■ Aim of the task
From the first line of the data down to the line bearing "Indicate the tree", output every line exactly and include no pictures.

■ Data for analysis
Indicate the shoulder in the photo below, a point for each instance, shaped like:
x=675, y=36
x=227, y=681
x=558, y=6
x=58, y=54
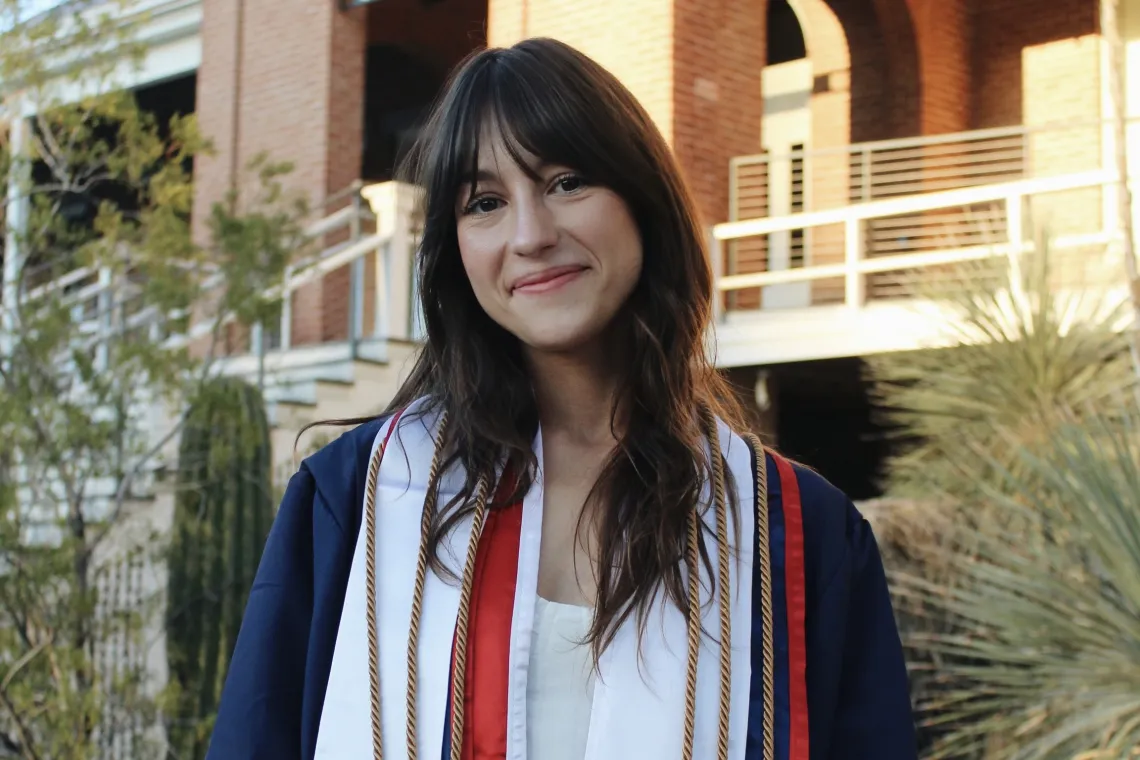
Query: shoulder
x=336, y=473
x=831, y=528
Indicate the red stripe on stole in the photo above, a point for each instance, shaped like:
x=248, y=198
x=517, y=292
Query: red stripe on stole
x=489, y=630
x=797, y=609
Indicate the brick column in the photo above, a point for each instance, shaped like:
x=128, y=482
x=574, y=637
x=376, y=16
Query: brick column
x=633, y=39
x=286, y=78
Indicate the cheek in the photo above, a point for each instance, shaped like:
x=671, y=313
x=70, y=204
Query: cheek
x=481, y=264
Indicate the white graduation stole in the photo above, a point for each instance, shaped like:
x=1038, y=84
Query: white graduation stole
x=637, y=707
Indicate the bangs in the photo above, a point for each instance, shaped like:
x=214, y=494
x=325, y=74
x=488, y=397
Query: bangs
x=539, y=106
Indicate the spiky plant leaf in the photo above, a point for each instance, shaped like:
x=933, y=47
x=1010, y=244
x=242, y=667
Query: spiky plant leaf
x=1022, y=348
x=1040, y=658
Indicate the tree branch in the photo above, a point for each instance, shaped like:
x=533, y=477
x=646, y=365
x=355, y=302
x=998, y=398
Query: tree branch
x=25, y=734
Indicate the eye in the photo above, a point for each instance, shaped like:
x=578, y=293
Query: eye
x=481, y=205
x=569, y=184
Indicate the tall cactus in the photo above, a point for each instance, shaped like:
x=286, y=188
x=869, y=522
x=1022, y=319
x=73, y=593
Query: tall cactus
x=222, y=513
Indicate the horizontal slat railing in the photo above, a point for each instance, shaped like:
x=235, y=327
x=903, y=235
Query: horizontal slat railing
x=836, y=178
x=102, y=303
x=1016, y=199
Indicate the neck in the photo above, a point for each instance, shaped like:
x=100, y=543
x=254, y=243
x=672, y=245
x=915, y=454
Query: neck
x=575, y=394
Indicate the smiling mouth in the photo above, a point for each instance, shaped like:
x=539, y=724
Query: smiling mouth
x=548, y=280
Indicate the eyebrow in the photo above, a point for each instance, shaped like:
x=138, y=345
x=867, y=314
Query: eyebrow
x=490, y=176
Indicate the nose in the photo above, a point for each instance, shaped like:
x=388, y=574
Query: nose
x=534, y=227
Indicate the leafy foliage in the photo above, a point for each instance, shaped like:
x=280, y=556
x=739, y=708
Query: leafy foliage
x=114, y=318
x=1041, y=658
x=1020, y=349
x=221, y=520
x=1011, y=529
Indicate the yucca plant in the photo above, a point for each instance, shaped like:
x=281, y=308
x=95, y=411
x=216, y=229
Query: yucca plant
x=1020, y=348
x=1026, y=356
x=1039, y=653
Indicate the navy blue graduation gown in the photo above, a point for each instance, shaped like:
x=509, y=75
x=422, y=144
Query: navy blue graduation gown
x=856, y=685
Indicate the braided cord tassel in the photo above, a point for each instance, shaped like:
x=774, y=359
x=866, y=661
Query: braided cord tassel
x=723, y=582
x=692, y=560
x=369, y=521
x=417, y=595
x=458, y=681
x=724, y=601
x=765, y=560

■ Written response
Indicate the shoulder in the photo below, a point for each instance, shaped like:
x=675, y=36
x=227, y=681
x=558, y=6
x=58, y=54
Query: shoulder
x=336, y=473
x=831, y=528
Indicate the red stripe on stole in the photo above, a point for each instance, shaped like:
x=248, y=198
x=517, y=292
Query: red stripe on stole
x=489, y=630
x=797, y=609
Indicate the brick column in the photo above, a point for each instance, shaped like:
x=128, y=482
x=574, y=637
x=376, y=16
Query: brick column
x=633, y=39
x=286, y=78
Indicate the cheek in the photo above, a point for each instance, shaped like:
x=671, y=313
x=70, y=204
Query: cheek
x=481, y=264
Indicate the white graduation stole in the photo above, a point for each instance, shaped like:
x=1038, y=84
Query: white graduation stole
x=637, y=707
Indicate the bangs in the photo above, a point for each instance, shaped like:
x=214, y=494
x=325, y=74
x=488, y=397
Query: bangs
x=539, y=106
Indicate the spiky plant leaf in the photo above, a point for each instance, shaped like:
x=933, y=47
x=1010, y=244
x=242, y=667
Query: spiky plant leaf
x=1022, y=348
x=1040, y=658
Indicate the tree branch in the photo above, a point for each instance, shaped like:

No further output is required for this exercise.